--- Material for the task Enclosed Below ---
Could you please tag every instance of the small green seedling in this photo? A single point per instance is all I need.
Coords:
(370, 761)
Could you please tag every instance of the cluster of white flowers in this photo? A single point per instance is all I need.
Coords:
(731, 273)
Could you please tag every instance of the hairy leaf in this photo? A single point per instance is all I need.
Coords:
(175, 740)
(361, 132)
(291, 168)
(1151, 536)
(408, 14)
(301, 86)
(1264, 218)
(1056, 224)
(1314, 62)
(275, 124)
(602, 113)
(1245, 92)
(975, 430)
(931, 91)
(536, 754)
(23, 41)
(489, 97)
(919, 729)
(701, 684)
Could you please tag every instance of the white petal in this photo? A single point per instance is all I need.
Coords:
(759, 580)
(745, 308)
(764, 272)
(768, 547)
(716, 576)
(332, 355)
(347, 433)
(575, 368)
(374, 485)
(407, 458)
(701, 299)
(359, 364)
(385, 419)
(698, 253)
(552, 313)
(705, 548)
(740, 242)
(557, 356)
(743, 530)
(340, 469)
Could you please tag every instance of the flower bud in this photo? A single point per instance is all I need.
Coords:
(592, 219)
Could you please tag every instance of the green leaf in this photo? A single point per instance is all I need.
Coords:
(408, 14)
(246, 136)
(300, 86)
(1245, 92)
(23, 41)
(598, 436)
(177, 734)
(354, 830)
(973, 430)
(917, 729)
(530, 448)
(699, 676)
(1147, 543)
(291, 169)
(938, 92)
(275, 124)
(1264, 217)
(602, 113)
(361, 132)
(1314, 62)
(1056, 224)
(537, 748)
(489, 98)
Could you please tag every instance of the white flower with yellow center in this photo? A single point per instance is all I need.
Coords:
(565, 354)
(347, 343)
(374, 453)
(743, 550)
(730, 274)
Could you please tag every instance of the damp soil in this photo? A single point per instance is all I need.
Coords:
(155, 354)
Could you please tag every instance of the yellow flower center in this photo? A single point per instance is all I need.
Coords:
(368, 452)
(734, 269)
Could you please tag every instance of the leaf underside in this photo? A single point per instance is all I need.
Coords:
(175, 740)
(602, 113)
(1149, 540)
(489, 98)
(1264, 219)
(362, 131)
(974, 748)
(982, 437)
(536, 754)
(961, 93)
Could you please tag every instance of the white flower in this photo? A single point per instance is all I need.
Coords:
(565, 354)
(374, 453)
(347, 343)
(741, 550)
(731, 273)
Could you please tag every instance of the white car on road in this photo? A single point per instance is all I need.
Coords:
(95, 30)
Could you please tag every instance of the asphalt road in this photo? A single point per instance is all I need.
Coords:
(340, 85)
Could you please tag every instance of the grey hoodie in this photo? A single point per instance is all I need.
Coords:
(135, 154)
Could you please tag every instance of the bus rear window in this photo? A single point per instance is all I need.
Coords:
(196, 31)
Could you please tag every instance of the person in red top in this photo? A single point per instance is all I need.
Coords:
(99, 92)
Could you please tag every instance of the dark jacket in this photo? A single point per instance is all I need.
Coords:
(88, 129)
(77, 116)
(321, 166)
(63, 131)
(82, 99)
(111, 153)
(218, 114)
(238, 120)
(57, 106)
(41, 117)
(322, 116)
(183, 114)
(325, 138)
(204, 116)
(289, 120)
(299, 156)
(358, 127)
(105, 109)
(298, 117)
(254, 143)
--- End of Enclosed Material for the task ---
Output each line of the entries exactly, so that nothing is lost.

Could you please tag every instance of the small green seedling in this photo? A single point per instance is all I need.
Coords:
(370, 761)
Could you please tag every instance of the cluster of white flowers in this photo? A single point per instance is all I need.
Coords:
(731, 273)
Could you please tag every instance of the hairy leaf in this photo? A single point per instance is all I need.
Coords:
(175, 740)
(361, 132)
(291, 168)
(1151, 536)
(408, 14)
(301, 86)
(1264, 218)
(1056, 224)
(1314, 62)
(275, 124)
(602, 113)
(1245, 92)
(975, 430)
(931, 91)
(536, 754)
(23, 41)
(489, 97)
(919, 729)
(701, 684)
Could you please tag every instance of the white petal in this photo? A single point per instance is all I need.
Coords:
(759, 580)
(745, 308)
(764, 272)
(768, 547)
(716, 576)
(332, 355)
(347, 433)
(575, 368)
(374, 485)
(407, 458)
(701, 299)
(359, 364)
(385, 419)
(698, 253)
(552, 313)
(705, 548)
(740, 242)
(557, 356)
(743, 530)
(340, 469)
Could you please tag every instance of the flower bud in this photo? A single point per instance is all I need.
Coords:
(592, 219)
Could you please tag every instance of the green leaf in this photo? A single point per instance is all I need.
Coords:
(408, 14)
(246, 136)
(300, 86)
(1245, 92)
(23, 41)
(598, 436)
(177, 734)
(354, 830)
(973, 430)
(917, 729)
(530, 448)
(699, 676)
(1147, 543)
(291, 169)
(938, 92)
(275, 124)
(1264, 217)
(602, 113)
(361, 132)
(1314, 62)
(1056, 224)
(537, 748)
(489, 98)
Could you please tag every instance of the white flower with yellow center in this photo? A single point per instance is all I need.
Coords:
(565, 354)
(347, 343)
(374, 453)
(743, 550)
(730, 274)
Could you please tag every instance of the damp soil in this photo? A single point per instance is all I need.
Coords:
(155, 354)
Could you please tag every instance of the yellow flower center in this photo? A single point per instance is all I need.
Coords:
(368, 452)
(734, 269)
Could you please tag every instance of the leaf underside in this photo? A single point per instance is all I need.
Coords:
(175, 740)
(602, 113)
(1149, 540)
(489, 98)
(1264, 219)
(362, 131)
(974, 748)
(982, 437)
(536, 754)
(961, 93)
Could you please tag every instance of the white flower in this photo? A single point per instance is all I need.
Coords:
(565, 354)
(374, 453)
(347, 343)
(741, 550)
(731, 273)
Could you please tag every instance of the white car on road in this photo? A single point per instance is all I need.
Coords:
(95, 30)
Could you please tag every instance of the asphalt road in this photo? A single point per instance is all I need.
Coords:
(340, 85)
Could you please tag every instance of the grey hoodie in this photo? A single point per instance is all I need.
Coords:
(135, 154)
Could you please tag every instance of the bus rear window in this photo? A single point per instance is all I need.
Coords:
(196, 31)
Could you please tag every instance of the person in red top in this photo? A single point per instance is all I need.
Coords:
(99, 92)
Could you please tag every instance of the dark jacket in this photo? A single point per instance is all I need.
Coords:
(88, 129)
(77, 116)
(321, 166)
(63, 131)
(82, 99)
(111, 153)
(218, 114)
(238, 120)
(57, 106)
(41, 117)
(322, 116)
(183, 114)
(325, 138)
(204, 116)
(289, 120)
(299, 156)
(358, 127)
(105, 109)
(298, 117)
(254, 143)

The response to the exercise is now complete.